• [Work task 1] Translate this sentence from the article on Stinnett into Spanish: "The tournament will feature girls and boys teams between third and eighth grades."
• [Work task 2] In the article on Stinnett, copy word for word everything from "Helping the family" down to "email at email@example.com.".

• [Quoted passage]
Ballew said Stinnett's love for basketball was born as a youngster growing up in Bonner Springs, but didn't fully mature until he was older. Throughout their 20s, he and Ballew played in numerous leagues.
"And a countless number of games of one-on-one," he said.
Helping the family
Soon, a memorial tournament will take place in Stinnett's honor. McDowell, Garver, Chumley and others are organizing a youth league tournament, scheduled to Feb. 18 and 19 at Basehor-Linwood High School.
The tournament will feature girls and boys teams between third and eighth grades. The cost for entering is $175 per team. All proceeds will be given to the Stinnett family.
For more information, contact McDowell at (913) 980-4111 or email at email@example.com.
The tournament was organized as a way to lend financial support to Stinnett's family -- he passed away without medical or life insurance -- and to further credit him for the work he completed with young athletes.
"J.B. didn't care who the kid was or how good the kid was," McDowell said. "Anybody who wanted to play, he'd hook up. ... There is a huge, gaping hole in the community basketball program today. There is nobody around that will pick up the slack or dedicate the time to all the kids like he did. I'm not sure it's possible for anyone else to do as much as he did."
In his honor
If Stinnett's death has left a bruise on the local basketball community, it has battered grieving friends and family. Ballew said all other aspects of his life are on hold while he takes time to cope with his friend's passing.
"We were close, very good friends," Ballew said. "He was the best man at my wedding. We went to school together, grew up together, played a mountain of basketball together, raised a lot of hell together.
"He's the closest person I've ever lost. This is the first loss that's ever brought me to my knees."
Ballew said Stinnett awoke at his Basehor area home last Wednesday morning and complained to his wife, Pam Stinnett, that he couldn't move the left side of his body. He later got sick; it is believed he died from complications from a stroke.
He did one more selfless deed before he left this world -- his liver and kidneys were harvested for patients in need. But news that the strongest part of his body and soul -- his heart -- could not be used adds to the tragedy.
"He was such a wonderful person," Ballew said during a heartfelt interview just two days after Stinnett's death. "It's very sad. I just can't believe he's gone."
On New Year's Eve, Ballew and his family celebrated the holiday, and bade farewell to their fallen friend, by firing fireworks into the night's sky. Ballew said his friend enjoyed the Fourth of July above all other holidays. The display on New Year's Eve was a fitting way to say goodbye, he added.
Though the shots joined numerous others at the stroke of midnight, none had as much meaning behind them as those fired from the Ballew home, he said.
A man of his word
Pastor John Hull, who conducted Tuesday's memorial service, first met Stinnett on the basketball court. He described him as "a man who kept his word," and, in addition to his exploits on the court, volunteered numerous hours to a church renovation project.
"He was there Saturday after Saturday after Saturday," Hull said.
The pastor implored mourners to "take time for, and with, family" because life -- in all its beauty -- is unpredictable and sometimes fleeting.
"Deep down, we know we're not immune to (death)," he said. "But, we certainly hope so.
"It's the lack of family time people regret. My only advice, don't wait until it's too late."
Ballew said his friend would have appreciated the tribute granted in his honor, but that he would ask those heavy-hearted souls -- especially the ball players mourning him -- to weather beyond.
"He was the type of person who, if there was a cloud right in front of him, he'd look right around it," Ballew said. "I think he's probably looking down hoping all of us do the same."

• [Data records]
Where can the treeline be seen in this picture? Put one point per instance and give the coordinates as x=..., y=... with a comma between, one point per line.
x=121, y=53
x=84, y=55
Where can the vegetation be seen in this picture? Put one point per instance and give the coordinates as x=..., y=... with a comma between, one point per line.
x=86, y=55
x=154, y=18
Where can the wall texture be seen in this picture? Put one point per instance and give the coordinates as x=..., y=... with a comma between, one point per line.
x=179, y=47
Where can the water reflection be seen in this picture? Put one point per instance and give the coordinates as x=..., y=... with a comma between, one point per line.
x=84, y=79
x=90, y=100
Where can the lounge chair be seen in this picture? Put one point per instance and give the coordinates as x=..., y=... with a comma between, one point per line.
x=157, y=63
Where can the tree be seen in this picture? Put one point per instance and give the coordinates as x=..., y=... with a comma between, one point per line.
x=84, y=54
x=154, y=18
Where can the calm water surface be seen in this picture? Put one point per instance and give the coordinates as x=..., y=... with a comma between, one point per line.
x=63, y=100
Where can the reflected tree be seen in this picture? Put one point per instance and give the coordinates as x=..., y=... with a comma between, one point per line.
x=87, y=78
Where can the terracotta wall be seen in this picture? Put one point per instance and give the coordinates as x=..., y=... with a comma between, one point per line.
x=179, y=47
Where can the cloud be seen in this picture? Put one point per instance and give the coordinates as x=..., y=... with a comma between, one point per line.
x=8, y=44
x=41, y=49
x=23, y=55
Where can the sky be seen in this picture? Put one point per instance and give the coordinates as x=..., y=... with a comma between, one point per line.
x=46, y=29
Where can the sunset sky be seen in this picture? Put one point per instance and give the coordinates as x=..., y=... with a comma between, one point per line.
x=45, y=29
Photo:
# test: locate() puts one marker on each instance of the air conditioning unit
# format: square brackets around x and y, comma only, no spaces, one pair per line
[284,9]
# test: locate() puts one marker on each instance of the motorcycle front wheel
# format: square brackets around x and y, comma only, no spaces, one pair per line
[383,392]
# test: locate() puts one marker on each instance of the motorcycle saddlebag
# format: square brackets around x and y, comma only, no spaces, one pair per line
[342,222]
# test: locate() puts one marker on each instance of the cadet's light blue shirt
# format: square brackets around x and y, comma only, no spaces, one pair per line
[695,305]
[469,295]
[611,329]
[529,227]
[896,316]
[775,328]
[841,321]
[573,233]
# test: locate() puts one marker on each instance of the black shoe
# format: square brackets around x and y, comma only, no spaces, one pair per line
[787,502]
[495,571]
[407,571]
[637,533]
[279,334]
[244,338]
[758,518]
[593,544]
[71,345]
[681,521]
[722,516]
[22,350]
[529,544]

---

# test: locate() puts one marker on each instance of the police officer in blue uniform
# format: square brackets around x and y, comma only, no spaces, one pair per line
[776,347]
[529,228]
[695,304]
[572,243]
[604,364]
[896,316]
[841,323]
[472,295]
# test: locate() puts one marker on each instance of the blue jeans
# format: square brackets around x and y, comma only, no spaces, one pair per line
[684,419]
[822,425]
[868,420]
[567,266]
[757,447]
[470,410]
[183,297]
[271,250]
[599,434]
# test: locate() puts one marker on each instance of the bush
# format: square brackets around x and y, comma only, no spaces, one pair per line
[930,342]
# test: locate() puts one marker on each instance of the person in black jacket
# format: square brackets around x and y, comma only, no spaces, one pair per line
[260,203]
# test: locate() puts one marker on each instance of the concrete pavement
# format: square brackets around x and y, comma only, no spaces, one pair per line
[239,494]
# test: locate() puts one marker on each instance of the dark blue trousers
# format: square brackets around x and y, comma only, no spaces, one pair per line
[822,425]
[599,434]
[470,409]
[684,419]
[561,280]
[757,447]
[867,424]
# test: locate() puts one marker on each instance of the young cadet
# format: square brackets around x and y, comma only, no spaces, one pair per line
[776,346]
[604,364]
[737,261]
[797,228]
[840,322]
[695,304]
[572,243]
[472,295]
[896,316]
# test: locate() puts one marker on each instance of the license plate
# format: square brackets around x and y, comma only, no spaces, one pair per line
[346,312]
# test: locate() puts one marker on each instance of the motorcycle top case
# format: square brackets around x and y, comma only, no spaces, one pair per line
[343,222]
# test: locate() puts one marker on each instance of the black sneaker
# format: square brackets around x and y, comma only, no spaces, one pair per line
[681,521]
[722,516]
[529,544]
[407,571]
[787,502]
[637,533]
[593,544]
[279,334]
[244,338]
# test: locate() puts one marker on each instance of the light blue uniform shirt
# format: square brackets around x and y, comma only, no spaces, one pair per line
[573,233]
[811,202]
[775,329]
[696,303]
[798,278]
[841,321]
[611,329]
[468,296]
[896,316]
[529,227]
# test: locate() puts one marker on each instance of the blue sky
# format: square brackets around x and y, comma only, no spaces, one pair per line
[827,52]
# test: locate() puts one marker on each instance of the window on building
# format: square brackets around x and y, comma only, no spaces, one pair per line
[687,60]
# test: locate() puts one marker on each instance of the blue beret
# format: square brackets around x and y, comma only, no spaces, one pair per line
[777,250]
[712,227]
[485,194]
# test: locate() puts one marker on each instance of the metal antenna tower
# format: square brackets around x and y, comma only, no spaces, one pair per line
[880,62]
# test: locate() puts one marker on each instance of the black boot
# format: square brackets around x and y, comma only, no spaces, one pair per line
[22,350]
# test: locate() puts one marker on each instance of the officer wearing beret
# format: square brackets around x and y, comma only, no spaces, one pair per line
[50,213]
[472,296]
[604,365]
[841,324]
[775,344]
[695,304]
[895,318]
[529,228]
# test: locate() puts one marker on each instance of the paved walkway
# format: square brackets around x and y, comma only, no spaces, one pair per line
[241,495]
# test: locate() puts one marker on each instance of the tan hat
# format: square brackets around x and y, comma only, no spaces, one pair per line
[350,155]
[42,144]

• [Result 1] El torneo contará con equipos de niñas y niños de tercero a octavo grado.

• [Result 2]
Helping the family
Soon, a memorial tournament will take place in Stinnett's honor. McDowell, Garver, Chumley and others are organizing a youth league tournament, scheduled to Feb. 18 and 19 at Basehor-Linwood High School.
The tournament will feature girls and boys teams between third and eighth grades. The cost for entering is $175 per team. All proceeds will be given to the Stinnett family.
For more information, contact McDowell at (913) 980-4111 or email at email@example.com.